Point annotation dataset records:
● ● ● ●
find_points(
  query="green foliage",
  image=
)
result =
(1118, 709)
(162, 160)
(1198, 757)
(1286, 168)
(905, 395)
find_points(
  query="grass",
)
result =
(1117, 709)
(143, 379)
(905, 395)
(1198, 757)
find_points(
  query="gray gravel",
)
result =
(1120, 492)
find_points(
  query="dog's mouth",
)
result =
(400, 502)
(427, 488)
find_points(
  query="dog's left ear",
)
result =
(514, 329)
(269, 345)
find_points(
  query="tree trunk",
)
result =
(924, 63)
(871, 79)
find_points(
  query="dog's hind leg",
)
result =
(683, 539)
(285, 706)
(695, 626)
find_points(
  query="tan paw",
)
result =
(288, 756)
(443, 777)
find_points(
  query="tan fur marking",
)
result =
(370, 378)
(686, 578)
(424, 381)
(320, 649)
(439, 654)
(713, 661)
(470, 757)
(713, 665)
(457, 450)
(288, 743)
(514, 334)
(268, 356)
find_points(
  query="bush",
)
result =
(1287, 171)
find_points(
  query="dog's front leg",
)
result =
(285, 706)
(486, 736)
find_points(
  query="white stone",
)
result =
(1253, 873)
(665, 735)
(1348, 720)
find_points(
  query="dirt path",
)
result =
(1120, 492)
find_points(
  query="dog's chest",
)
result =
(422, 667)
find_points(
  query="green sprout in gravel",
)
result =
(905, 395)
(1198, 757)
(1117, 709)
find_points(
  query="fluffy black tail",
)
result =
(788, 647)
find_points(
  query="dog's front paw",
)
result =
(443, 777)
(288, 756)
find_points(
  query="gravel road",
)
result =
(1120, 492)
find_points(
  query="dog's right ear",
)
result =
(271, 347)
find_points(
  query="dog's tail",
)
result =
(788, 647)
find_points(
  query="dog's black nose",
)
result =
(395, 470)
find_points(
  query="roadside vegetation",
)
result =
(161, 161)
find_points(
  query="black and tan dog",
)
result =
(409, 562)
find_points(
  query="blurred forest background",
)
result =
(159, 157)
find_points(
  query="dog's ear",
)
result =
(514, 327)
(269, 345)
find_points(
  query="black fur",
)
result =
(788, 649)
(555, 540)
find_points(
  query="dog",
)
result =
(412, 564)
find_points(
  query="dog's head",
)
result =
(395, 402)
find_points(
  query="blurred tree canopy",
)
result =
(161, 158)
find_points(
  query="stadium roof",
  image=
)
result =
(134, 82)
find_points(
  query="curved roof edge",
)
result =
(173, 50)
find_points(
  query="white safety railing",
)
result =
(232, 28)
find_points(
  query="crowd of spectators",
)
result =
● ● ● ●
→ EXERCISE BRIEF: Copy out the full set of records precisely, leaving nothing out.

→ EXERCISE ANSWER:
find_points(
  query="green foliage",
  image=
)
result =
(1118, 709)
(162, 160)
(1198, 757)
(1286, 168)
(905, 395)
find_points(
  query="grass",
)
result =
(1117, 709)
(143, 379)
(905, 395)
(1198, 757)
find_points(
  query="gray gravel",
)
result =
(1120, 492)
find_points(
  query="dog's mouth",
)
result =
(400, 502)
(427, 488)
find_points(
  query="dog's left ear",
)
result =
(514, 329)
(269, 345)
find_points(
  query="tree trunk",
)
result =
(924, 63)
(871, 79)
find_points(
  query="dog's hind leg",
)
result =
(683, 539)
(285, 706)
(695, 626)
find_points(
  query="tan paw",
)
result =
(288, 756)
(443, 777)
find_points(
  query="tan fur marking",
)
result =
(370, 378)
(686, 578)
(424, 381)
(320, 649)
(439, 654)
(713, 661)
(470, 757)
(713, 665)
(457, 450)
(288, 743)
(514, 334)
(268, 356)
find_points(
  query="bush",
)
result =
(1287, 171)
find_points(
  query="dog's front leg",
)
result =
(285, 706)
(486, 736)
find_points(
  query="white stone",
)
result =
(1253, 873)
(665, 735)
(1348, 720)
find_points(
  query="dirt path",
)
result =
(1120, 492)
find_points(
  query="dog's chest",
)
result =
(422, 667)
find_points(
  query="green sprout in gravel",
)
result =
(905, 395)
(1198, 757)
(1117, 709)
find_points(
  query="fluffy black tail",
)
result =
(788, 647)
find_points(
  query="dog's front paw",
)
result =
(443, 777)
(288, 756)
find_points(
  query="gravel road",
)
result =
(1120, 492)
find_points(
  query="dog's right ear",
)
result =
(271, 347)
find_points(
  query="dog's tail",
)
result =
(788, 647)
find_points(
  query="dog's black nose",
)
result =
(395, 470)
find_points(
  query="roadside vegetation",
)
result =
(161, 161)
find_points(
  query="black and tan dog",
)
result =
(409, 562)
find_points(
  query="blurred forest background",
)
result =
(159, 157)
find_points(
  query="dog's ear",
)
result =
(514, 327)
(269, 345)
find_points(
  query="black fur",
)
result =
(788, 649)
(555, 540)
find_points(
  query="dog",
)
result =
(412, 564)
find_points(
  query="dog's head",
)
result =
(395, 402)
find_points(
  query="blurred tree canopy",
)
result =
(161, 158)
find_points(
  query="stadium roof",
  image=
)
result =
(134, 82)
find_points(
  query="curved roof edge",
)
result =
(173, 50)
find_points(
  query="white safety railing",
)
result =
(232, 28)
find_points(
  query="crowd of spectators",
)
result =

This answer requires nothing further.